**GIVEN PASSAGE:**
• • • • • • •
Re: [PATCH] generic/166: speed up on slow disks

Dave Chinner <david@xxxxxxxxxxxxx> · Thu, 12 Oct 2017 10:58:23 +1100

On Wed, Oct 11, 2017 at 04:41:27PM -0700, Darrick J. Wong wrote:
> On Thu, Oct 12, 2017 at 10:15:44AM +1100, Dave Chinner wrote:
> > From: Dave Chinner <dchinner@xxxxxxxxxx>
> > 
> > generic/166 is takes way too long to run on iscsi disks - over an *hour* on
> > flash based iscsi targets. In comparison, it takes 18s to run on a pmem device.
> > 
> > The issue is that it takes 3-4s per file write cycle on slow disks, and it does
> > a thousand write cycles. The problem is taht reflink is so much faster than the
> > write cycle that it's doing many more snapshots on slow disks than fast
> > disks, and this slows it down even more.
> > 
> > e.g. the pmem system that takes 18s to run does just under 1000 snapshots -
> > roughly one per file write. 20 minutes into the iscsi based test, it's only
> > done ~300 write cycles but there are almost 10,000 snapshots been taken. IOWs,
> > we're doing 30 snapshots a file write, not ~1.
• • • • • • •
**EXERCISE TASKS:**
**1)** In the generic/166 thread, why does the test run so much longer on slow iscsi disks than on a pmem device? Answer in one to three sentences.
**2)** Summarize the generic/166 thread in two sentences.
• • • • • • •
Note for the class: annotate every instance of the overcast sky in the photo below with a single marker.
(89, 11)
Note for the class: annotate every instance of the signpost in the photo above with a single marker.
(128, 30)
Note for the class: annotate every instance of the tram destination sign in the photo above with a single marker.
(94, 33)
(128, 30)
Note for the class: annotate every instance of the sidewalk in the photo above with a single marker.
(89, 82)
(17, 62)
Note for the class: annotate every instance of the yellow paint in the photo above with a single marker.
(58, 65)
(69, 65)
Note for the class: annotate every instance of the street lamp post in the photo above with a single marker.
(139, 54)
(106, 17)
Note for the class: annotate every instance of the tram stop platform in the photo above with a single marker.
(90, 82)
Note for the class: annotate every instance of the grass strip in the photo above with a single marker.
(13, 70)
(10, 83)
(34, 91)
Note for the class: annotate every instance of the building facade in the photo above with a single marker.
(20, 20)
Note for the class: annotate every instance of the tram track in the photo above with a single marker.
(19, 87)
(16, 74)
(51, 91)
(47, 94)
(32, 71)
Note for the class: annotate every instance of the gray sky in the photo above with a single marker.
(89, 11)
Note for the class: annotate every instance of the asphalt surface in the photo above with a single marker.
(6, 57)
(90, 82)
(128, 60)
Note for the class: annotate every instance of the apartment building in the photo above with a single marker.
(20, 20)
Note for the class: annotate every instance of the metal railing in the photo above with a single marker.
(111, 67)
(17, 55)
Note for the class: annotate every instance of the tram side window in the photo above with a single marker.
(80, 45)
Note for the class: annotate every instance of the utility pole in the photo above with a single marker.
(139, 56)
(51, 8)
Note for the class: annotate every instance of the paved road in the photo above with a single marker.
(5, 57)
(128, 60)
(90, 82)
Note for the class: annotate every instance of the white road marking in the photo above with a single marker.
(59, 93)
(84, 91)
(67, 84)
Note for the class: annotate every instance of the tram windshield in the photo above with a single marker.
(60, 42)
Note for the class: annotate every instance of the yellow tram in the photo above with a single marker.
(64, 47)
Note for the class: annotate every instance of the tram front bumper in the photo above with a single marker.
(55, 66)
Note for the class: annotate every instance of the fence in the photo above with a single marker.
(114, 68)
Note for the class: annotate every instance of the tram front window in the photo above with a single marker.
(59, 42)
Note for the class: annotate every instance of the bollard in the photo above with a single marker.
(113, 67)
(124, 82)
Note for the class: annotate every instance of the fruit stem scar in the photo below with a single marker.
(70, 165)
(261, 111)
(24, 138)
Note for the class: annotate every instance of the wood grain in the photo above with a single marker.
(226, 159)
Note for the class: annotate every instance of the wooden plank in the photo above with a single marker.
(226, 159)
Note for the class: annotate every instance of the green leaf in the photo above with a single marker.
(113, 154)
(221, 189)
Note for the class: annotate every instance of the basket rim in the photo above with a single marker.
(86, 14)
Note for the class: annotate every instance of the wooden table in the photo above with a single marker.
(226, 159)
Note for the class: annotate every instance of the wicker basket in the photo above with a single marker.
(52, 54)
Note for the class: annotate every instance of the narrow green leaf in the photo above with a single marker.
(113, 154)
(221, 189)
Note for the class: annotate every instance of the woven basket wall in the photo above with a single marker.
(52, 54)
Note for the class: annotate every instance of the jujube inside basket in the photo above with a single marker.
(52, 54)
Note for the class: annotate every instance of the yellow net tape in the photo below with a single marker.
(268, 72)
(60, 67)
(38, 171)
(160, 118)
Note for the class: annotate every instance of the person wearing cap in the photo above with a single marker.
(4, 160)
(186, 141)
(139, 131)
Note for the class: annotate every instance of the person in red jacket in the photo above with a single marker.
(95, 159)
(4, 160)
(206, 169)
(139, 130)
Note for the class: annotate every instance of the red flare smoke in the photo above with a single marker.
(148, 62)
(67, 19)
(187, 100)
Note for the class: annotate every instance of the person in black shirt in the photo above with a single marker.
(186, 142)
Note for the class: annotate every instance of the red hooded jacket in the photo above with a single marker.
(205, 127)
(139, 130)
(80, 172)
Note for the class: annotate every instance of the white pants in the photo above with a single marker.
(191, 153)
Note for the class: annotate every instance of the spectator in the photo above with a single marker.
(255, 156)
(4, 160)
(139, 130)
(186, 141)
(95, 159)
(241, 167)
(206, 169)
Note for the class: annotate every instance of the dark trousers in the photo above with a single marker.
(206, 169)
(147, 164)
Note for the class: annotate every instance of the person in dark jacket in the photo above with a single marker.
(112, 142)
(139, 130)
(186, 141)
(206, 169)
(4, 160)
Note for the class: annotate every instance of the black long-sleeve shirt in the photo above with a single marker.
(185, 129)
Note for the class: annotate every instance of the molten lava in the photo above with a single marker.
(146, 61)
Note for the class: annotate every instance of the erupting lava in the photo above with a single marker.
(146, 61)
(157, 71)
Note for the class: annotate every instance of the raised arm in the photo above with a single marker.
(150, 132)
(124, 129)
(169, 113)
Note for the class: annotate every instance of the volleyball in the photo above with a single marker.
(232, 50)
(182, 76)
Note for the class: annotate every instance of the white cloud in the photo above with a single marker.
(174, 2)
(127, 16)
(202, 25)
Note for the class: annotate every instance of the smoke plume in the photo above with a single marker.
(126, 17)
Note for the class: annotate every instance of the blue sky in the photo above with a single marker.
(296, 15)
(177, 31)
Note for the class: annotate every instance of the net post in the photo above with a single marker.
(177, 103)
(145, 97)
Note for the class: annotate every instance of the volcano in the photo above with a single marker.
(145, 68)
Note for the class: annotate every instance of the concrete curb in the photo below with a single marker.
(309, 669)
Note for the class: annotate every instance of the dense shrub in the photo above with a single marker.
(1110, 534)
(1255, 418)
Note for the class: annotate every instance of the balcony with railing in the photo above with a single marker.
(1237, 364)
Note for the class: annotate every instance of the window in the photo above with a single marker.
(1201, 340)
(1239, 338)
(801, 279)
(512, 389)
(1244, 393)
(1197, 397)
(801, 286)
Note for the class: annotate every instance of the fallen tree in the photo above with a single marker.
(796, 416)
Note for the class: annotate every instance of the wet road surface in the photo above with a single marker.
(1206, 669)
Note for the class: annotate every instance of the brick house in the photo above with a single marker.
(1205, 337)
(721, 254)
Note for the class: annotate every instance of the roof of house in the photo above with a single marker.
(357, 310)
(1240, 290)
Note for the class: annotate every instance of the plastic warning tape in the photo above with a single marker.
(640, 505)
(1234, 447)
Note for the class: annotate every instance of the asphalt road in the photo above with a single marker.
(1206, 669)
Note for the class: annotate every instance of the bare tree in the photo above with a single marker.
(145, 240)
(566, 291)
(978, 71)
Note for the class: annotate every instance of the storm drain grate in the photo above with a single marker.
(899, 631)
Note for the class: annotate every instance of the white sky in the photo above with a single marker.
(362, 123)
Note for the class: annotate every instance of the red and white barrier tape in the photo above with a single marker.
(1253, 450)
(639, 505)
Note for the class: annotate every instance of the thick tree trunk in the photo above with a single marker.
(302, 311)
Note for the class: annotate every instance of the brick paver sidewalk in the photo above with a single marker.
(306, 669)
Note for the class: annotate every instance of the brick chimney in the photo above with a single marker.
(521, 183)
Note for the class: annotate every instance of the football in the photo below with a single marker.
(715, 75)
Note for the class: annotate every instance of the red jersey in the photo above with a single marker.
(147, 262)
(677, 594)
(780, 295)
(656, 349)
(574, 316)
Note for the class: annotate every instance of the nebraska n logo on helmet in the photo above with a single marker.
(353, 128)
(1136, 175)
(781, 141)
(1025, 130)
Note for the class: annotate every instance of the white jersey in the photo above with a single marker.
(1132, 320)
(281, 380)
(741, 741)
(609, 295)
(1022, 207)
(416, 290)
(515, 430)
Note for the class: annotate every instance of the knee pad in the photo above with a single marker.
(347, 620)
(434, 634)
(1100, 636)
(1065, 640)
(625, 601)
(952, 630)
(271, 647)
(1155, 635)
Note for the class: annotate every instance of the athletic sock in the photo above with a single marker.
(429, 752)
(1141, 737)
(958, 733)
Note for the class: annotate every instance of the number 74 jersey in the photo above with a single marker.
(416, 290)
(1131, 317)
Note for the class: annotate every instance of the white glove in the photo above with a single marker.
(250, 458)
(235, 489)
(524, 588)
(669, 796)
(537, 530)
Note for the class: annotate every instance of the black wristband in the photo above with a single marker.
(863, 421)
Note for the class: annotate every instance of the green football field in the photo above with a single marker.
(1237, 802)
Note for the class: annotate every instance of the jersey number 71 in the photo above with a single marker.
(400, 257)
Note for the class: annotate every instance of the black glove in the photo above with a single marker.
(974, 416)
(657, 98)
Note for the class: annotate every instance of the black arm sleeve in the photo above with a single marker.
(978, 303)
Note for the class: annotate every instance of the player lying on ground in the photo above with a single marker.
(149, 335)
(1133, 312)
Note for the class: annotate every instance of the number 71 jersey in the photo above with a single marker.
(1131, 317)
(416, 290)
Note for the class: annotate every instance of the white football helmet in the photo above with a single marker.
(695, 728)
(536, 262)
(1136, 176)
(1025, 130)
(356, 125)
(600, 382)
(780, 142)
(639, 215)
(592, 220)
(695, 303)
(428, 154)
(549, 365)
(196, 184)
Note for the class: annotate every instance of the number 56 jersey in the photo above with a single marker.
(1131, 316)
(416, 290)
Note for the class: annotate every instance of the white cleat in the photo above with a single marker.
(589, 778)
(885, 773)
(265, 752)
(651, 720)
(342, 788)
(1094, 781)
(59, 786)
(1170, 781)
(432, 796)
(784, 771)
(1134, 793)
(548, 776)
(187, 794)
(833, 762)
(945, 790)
• • • • • • •
**ANSWERS GIVEN:**
**1)** On slow disks, each file write cycle takes 3-4 seconds, and the test runs a thousand of them. Reflink is much faster than the write cycle, so far more snapshots are taken per write on slow disks, which slows the test down even more.

**2)** The generic/166 test takes over an hour on flash-based iscsi targets but only 18 seconds on a pmem device, because each of its thousand write cycles takes 3-4 seconds on slow disks. Since reflink is much faster than the write cycle, slow disks end up taking about 30 snapshots per file write instead of roughly one, which slows the test even further.